─── EXTRACTED MATERIAL ───

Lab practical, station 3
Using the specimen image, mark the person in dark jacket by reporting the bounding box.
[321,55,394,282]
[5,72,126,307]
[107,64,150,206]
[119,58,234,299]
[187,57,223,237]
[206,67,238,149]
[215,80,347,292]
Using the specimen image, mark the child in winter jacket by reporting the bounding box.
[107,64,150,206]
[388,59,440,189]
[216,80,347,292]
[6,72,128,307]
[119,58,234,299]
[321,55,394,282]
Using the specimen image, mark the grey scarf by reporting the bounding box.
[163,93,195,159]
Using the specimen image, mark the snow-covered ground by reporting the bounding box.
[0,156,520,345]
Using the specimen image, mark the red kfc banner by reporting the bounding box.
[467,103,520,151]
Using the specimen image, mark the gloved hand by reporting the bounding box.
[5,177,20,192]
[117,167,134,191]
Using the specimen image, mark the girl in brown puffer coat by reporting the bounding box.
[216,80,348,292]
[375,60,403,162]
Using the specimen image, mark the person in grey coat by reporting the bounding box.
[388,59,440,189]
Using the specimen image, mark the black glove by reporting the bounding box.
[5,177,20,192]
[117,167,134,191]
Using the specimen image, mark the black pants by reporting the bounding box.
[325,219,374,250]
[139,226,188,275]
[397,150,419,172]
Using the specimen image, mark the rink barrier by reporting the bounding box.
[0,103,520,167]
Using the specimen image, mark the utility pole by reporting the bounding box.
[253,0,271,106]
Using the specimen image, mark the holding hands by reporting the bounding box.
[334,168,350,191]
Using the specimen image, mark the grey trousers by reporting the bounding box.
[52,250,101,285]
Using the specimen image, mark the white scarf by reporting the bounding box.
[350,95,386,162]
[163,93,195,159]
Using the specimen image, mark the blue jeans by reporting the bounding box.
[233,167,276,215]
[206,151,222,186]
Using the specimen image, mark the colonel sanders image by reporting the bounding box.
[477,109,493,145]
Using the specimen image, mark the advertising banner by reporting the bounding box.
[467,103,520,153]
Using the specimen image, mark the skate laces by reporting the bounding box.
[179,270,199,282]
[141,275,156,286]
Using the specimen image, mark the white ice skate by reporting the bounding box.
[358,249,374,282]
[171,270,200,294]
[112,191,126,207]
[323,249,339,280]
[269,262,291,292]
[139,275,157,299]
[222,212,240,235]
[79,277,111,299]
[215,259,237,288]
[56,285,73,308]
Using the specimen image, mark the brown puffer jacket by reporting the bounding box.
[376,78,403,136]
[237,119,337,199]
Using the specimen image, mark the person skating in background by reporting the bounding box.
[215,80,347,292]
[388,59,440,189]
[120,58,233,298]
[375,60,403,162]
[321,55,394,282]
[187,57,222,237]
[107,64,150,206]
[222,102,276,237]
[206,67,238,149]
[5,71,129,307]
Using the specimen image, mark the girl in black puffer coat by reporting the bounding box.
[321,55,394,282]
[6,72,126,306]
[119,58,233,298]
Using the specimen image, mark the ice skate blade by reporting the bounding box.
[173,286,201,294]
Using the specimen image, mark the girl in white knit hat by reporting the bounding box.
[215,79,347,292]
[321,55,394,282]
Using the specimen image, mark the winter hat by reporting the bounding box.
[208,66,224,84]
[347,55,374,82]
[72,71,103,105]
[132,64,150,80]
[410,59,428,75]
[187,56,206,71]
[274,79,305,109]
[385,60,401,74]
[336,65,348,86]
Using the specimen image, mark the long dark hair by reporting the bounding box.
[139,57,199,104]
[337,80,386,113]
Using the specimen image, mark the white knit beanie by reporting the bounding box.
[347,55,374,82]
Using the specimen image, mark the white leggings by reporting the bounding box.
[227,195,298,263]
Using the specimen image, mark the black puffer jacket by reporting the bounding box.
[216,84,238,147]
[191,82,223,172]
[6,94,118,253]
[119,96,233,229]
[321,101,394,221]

───

Copy out the entries from the line with "Using the specimen image, mark the advertising" through the last line of the entries, both ends included, keeping each request line and adding 109 to every bounding-box coordinate.

Using the specimen image, mark the advertising banner by reporting the bounding box.
[576,212,629,262]
Using the specimen image, mark the skate laces by reporting the bounding box.
[288,379,308,391]
[250,384,265,395]
Using the specimen image, mark the white ice skate by reporting the bounding box.
[467,358,483,391]
[280,379,309,403]
[221,300,235,316]
[432,358,448,389]
[378,371,400,401]
[248,384,266,408]
[331,321,349,344]
[188,386,220,408]
[324,368,346,397]
[165,394,182,417]
Using the specimen image, mark the brown puffer jacket by reporting the bounding box.
[485,187,512,245]
[346,228,446,308]
Using the specimen image, mark the person skating in background by reporting the bounding box.
[324,189,456,401]
[497,168,549,298]
[229,167,342,407]
[484,169,512,271]
[430,164,503,391]
[296,166,331,346]
[216,173,259,315]
[331,211,385,346]
[315,176,347,258]
[114,180,238,416]
Using the specimen image, mark the girl in black puffer coat by reporting the bounding box.
[430,164,503,391]
[115,181,235,415]
[228,167,342,407]
Using the specimen image, mark the ice skate blade by reporting the bounding box.
[282,395,310,403]
Using the specimen image, mark the girl in white knit hat by reporting the bounding box.
[324,188,456,401]
[430,164,503,391]
Using the specimen image, mark the winter hat by reporting the bounding box.
[317,175,333,193]
[456,164,483,191]
[181,180,212,214]
[241,173,259,189]
[519,168,537,184]
[296,165,315,180]
[383,188,414,218]
[494,169,510,183]
[445,174,457,195]
Using the specimen image, mark the long dark hair by reporting the bounding box.
[248,166,308,213]
[446,189,495,222]
Using the specimen image, mark the white knit beanie by reporting the bounding box.
[456,164,483,191]
Using the specimen image, mark the white leggings by reporting the bounding box.
[336,304,407,372]
Using the specimen image, mark the black puffer jacket by reporting the bounding box.
[325,193,347,256]
[300,191,332,281]
[115,203,227,362]
[228,205,342,338]
[430,210,503,330]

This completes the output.